Which lines of the material below contain the string "asphalt"? Pull out every one of them, and treat uppercase and lowercase letters as different.

### The input
━━━━

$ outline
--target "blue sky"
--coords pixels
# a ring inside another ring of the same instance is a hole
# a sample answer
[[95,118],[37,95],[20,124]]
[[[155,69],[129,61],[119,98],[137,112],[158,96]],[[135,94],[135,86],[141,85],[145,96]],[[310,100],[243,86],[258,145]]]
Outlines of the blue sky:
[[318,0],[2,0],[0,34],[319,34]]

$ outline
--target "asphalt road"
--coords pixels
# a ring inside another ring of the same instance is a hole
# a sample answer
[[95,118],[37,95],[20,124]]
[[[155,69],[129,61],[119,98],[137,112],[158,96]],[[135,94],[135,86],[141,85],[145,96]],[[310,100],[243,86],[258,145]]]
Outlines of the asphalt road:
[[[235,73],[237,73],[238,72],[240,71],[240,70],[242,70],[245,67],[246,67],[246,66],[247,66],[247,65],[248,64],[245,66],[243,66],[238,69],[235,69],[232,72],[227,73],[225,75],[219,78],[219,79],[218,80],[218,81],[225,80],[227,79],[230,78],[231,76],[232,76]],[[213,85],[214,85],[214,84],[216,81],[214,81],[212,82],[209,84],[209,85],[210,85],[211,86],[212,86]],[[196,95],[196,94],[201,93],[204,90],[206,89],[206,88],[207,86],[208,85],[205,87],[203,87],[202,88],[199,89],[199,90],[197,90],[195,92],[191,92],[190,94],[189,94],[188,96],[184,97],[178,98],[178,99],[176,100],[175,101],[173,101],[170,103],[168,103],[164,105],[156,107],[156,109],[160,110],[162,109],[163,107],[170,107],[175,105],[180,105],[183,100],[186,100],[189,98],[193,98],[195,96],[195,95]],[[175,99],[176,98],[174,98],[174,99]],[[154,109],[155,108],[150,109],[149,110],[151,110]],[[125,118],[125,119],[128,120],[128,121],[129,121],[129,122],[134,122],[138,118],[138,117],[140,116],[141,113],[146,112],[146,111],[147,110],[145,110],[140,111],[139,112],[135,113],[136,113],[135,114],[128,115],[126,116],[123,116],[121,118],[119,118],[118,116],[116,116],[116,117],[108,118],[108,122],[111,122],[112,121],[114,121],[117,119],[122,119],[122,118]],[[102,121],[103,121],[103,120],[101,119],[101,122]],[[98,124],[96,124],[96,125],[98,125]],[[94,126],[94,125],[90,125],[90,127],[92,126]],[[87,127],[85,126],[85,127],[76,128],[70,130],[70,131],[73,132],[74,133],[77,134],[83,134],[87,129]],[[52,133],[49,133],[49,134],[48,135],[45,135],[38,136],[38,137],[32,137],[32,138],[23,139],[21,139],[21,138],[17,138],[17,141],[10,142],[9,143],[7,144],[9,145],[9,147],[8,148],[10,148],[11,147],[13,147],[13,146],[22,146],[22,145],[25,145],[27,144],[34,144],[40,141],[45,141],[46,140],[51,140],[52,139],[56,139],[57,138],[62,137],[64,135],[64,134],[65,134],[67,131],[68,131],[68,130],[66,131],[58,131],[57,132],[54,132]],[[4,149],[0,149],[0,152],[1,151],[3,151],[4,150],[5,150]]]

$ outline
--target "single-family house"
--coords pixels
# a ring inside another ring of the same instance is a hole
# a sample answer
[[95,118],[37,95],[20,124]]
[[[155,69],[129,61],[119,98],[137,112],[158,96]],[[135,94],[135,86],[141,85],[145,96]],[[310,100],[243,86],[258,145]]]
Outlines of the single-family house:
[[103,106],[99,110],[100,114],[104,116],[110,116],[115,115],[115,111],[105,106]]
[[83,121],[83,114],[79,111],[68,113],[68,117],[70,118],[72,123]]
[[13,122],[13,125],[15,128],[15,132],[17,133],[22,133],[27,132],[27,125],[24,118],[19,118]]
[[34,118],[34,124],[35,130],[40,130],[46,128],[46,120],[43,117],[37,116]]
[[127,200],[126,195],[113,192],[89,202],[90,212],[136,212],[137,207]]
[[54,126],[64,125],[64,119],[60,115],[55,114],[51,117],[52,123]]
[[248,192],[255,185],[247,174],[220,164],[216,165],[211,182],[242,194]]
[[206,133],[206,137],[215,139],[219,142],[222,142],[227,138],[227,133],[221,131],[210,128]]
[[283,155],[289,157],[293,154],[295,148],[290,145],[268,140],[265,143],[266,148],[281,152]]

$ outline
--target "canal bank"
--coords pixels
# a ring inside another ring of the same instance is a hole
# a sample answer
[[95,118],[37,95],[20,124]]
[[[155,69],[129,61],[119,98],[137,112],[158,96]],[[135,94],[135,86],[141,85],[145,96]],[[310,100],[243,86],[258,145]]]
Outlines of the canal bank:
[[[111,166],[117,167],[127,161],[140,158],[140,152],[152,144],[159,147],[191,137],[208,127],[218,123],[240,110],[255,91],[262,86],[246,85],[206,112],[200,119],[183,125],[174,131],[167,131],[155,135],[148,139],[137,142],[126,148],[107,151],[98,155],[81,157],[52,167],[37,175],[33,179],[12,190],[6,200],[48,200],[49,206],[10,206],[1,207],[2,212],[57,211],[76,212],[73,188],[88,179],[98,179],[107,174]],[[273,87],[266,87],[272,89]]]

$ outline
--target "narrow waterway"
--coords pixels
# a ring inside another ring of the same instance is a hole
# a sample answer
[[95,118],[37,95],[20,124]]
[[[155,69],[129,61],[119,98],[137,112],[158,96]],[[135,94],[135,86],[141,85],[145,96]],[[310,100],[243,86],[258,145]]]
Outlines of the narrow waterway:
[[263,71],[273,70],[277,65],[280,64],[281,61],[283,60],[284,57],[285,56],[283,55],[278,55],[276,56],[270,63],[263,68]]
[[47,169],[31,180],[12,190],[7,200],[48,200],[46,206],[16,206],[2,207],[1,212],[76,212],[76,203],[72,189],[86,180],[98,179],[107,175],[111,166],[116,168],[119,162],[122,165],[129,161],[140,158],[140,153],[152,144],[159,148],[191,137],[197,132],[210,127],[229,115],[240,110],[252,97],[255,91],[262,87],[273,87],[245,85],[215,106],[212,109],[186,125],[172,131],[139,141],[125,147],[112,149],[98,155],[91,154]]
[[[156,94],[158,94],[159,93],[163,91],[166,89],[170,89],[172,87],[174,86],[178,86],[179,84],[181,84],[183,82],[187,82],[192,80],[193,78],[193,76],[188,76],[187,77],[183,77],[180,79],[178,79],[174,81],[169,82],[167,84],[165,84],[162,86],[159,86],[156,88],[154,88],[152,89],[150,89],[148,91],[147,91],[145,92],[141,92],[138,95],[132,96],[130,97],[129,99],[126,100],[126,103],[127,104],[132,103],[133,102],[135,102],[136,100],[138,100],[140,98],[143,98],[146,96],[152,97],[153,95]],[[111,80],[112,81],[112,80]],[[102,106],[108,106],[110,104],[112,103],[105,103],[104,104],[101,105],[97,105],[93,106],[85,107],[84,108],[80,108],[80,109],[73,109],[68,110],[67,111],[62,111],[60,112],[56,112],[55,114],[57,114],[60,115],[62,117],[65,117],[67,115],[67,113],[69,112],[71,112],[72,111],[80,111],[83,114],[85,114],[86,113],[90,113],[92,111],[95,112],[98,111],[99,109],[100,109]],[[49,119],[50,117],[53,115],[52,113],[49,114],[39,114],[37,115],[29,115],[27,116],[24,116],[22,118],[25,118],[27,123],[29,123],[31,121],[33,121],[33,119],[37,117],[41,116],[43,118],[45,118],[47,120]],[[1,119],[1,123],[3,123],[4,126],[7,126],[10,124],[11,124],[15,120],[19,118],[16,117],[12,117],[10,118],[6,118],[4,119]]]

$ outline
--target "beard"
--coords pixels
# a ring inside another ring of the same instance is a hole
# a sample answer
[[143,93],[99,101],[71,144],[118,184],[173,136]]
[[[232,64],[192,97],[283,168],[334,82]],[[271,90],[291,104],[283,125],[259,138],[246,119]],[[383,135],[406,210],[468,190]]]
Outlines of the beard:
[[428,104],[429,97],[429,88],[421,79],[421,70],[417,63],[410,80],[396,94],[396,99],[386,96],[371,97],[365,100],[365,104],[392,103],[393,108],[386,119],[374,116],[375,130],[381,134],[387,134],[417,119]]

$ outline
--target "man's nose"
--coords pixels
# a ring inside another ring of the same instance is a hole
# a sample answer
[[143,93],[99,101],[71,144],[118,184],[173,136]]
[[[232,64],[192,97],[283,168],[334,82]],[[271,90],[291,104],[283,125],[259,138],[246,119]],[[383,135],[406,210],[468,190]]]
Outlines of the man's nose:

━━━━

### Response for this exercise
--target "asphalt road"
Outlines of the asphalt road:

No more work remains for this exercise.